EXTRAIT DU TEXTE →
Une classe populaire invisible
Ce fossé est d’autant plus large que les uns et les autres sont devenus invisibles. On peut chercher on ne trouve aucun intellectuel qui exprime, donne du sens et porte sur la place publique les inquiétudes des habitants des zones semi-rurales. Mais on n’en trouve pas plus qui feraient de même pour les jeunes révoltés des quartiers difficiles. Les uns et les autres sont de fait inaudibles, non parce que les médias les censureraient mais parce que personne ne prend la parole pour eux. Ils sont en somme exclus du débat démocratique, ce qui n’est pas sans conséquences sur leurs positions et leur manière de voir le monde.

ENTRÉES DU CORPUS →
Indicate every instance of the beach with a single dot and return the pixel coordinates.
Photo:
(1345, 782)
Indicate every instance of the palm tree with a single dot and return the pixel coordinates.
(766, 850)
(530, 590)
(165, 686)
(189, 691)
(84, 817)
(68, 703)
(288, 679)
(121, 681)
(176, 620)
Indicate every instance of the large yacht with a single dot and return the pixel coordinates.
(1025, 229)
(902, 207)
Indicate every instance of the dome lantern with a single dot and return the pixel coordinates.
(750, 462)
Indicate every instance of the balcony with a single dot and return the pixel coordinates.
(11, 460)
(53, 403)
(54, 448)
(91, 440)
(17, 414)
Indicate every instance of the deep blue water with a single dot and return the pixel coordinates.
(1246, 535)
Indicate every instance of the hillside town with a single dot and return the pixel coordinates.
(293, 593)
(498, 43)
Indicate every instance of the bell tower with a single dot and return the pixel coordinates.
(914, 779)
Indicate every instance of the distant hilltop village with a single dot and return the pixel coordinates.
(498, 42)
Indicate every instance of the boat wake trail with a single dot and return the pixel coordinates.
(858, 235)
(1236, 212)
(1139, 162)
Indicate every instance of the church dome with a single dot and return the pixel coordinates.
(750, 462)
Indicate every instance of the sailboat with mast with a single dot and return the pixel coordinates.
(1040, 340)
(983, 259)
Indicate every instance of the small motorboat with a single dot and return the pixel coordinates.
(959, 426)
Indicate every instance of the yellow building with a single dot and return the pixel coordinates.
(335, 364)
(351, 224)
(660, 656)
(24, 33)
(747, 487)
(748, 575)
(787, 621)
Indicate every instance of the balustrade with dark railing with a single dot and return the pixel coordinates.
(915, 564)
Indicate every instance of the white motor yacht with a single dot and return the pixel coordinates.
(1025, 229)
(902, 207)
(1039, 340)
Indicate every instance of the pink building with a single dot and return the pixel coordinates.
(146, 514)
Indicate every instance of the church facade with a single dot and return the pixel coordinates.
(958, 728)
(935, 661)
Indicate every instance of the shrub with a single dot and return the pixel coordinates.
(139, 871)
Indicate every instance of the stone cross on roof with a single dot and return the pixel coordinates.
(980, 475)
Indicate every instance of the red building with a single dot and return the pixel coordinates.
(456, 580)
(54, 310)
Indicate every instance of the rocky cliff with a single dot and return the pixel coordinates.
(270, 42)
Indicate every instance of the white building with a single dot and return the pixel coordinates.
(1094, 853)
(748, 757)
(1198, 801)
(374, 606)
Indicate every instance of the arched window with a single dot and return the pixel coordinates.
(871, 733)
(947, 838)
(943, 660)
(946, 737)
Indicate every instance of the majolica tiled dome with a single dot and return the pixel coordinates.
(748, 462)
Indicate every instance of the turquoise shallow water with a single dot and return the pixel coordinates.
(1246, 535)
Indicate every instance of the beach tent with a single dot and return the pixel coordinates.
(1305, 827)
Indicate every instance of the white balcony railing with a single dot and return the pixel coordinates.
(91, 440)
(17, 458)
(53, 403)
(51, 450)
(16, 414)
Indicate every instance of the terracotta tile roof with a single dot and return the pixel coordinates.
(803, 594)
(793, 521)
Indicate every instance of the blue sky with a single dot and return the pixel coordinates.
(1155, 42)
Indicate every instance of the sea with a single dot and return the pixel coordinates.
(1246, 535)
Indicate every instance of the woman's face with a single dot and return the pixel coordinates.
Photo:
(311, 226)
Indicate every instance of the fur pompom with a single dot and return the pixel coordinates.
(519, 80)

LISTE DES TÂCHES →
1. Recopiez fidèlement le passage de l'extrait sur la classe populaire invisible qui commence par « Une classe populaire » et se poursuit jusqu'à « voir le monde. ».
2. Répondez brièvement aux questions suivantes à l'aide de l'extrait sur la classe populaire invisible.
(a) Quelle catégorie de personnes ne trouve-t-on pas pour porter sur la place publique les inquiétudes des habitants des zones semi-rurales ?
(b) Selon l'extrait, pourquoi ces populations sont-elles inaudibles ?
(c) De quoi sont-elles en somme exclues ?
3. Poursuivez l'extrait sur la classe populaire invisible à partir de l'endroit où il s'arrête.
Les entrées forment un matériau indépendant de l'extrait sur la classe populaire invisible.

RÉPONSES →
1.
Une classe populaire invisible
Ce fossé est d’autant plus large que les uns et les autres sont devenus invisibles. On peut chercher on ne trouve aucun intellectuel qui exprime, donne du sens et porte sur la place publique les inquiétudes des habitants des zones semi-rurales. Mais on n’en trouve pas plus qui feraient de même pour les jeunes révoltés des quartiers difficiles. Les uns et les autres sont de fait inaudibles, non parce que les médias les censureraient mais parce que personne ne prend la parole pour eux. Ils sont en somme exclus du débat démocratique, ce qui n’est pas sans conséquences sur leurs positions et leur manière de voir le monde.

2.
(a) Aucun intellectuel.
(b) Personne ne prend la parole pour elles, et non parce que les médias les censureraient.
(c) Du débat démocratique.

3.
Ils se sentent isolés, abandonnés, négligés, interdits de parole et se réfugient dans des positions extrêmes. Les premiers sont souvent tentés par le populisme, le Front National, les seconds par la religion dans ses formes les plus radicales, mais on le voit bien, ces deux tentations les opposent plus qu’elles ne les rapprochent. Le jeune révolté de banlieue qui cherche dans l’Islam une raison de vivre ne devine pas qu’il appartient au même monde que le raciste installé en lointaine banlieue. Tous deux souffrent des mêmes phénomènes, mais bien loin de se reconnaître, de se sentir solidaires, complices, ils s’opposent, se combattent et s’interdisent, les uns comme les autres d’obtenir la compréhension des classes moyennes. Quel prof de lycée ira, par exemple, soutenir les revendications des électeurs du Front National perdus dans des communes lointaines ? quel employé municipal trouvera des excuses aux jeunes gens qui mettent le feu à des voitures dans les quartiers difficiles ?

La révolte est bien là, mais cette fragmentation interdit la solidarité. Elle peut conduire à des jacqueries, à des mouvements de révolte qui suscitent l’opposition du reste de la population, mais pas à autre chose.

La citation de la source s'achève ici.